▶ [Text block]
•••

One of the most interesting things about the recent presidential campaign is that the Obama Administration is being attacked consistently by mostly white constituents, who are angry about having a white unemployment rate of 7.2 percent.  This has led to even the president’s supporters saying that his administration has been weak on economic policy.

So, this leads to the obvious question:  If whites have a right to be angry about 7.2 percent unemployment, how should African Americans feel about 14.1 percent?  Does it make sense that the strongest supporters of President Obama (African Americans) are the ones who are suffering the most economically, the ones most likely to remain silent and also the last ones to be mentioned in Obama Administration’s policies?

•••

▶ [The tasks]
1. In the commentary on unemployment under the Obama Administration, what unemployment rate is given for African Americans?
2. Resume the commentary on unemployment under the Obama Administration, picking up after its final question.
The data plays no part in this.

▶ [Supplied data]

•••

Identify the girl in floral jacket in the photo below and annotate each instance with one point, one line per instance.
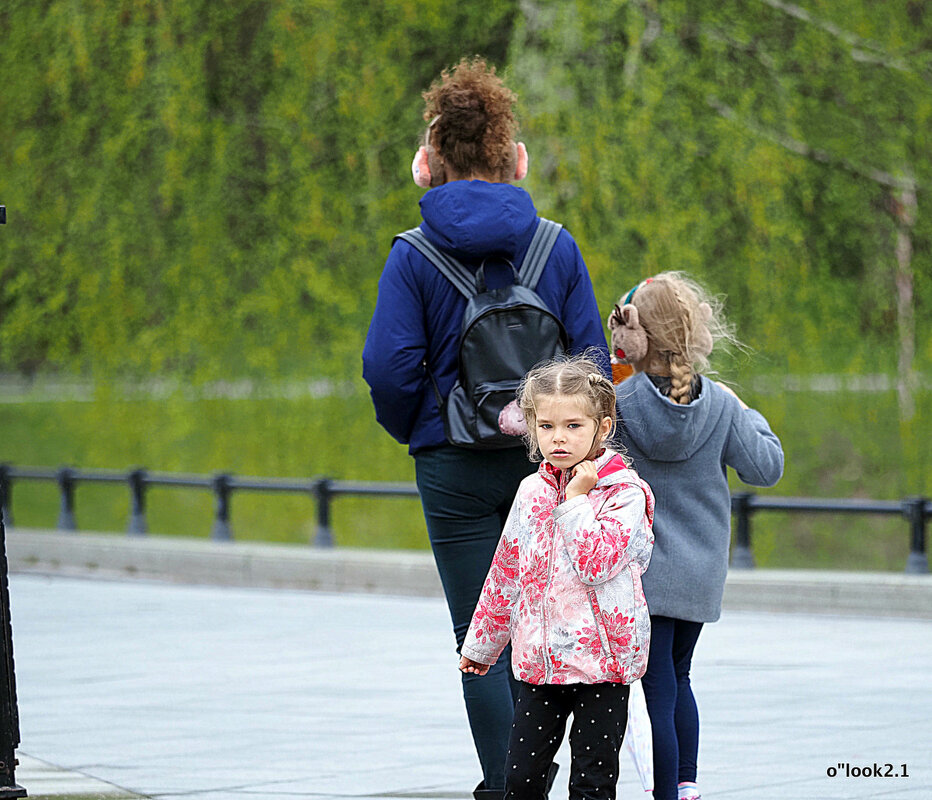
(565, 586)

•••

▶ [Solved tasks]
1. 14.1 percent.

2.
Another point to chew on is this:  The unemployment rates that many whites are complaining about today are the same rates that African Americans would be expected to celebrate.  If African American unemployment were to reach the 7.2 percent mark enjoyed by whites and black people were to complain as much as whites are doing right now, they’d look at us like we’re crazy.  So, just like during slavery, African Americans are expected to feast and enjoy the scraps that whites would gladly throw in the trash.

The black teen unemployment rate, which stands at an unacceptably high 37.9 percent, likely plays a role in the large numbers of teen homicides taking place right in President Obama’s hometown of Chicago.  When I went to visit the city this year, there were some who were outraged over the fact that the president and senior advisor Valerie Jarrett used the services of 300 police officers to protect their wealthy friends at the wedding of Valerie’s daughter, all while black children were being murdered right down the street.  Sadly enough, the president didn’t mention a word about the genocidal violence in his home city and instead went to console the small number of victims at the shooting in Aurora, Colorado.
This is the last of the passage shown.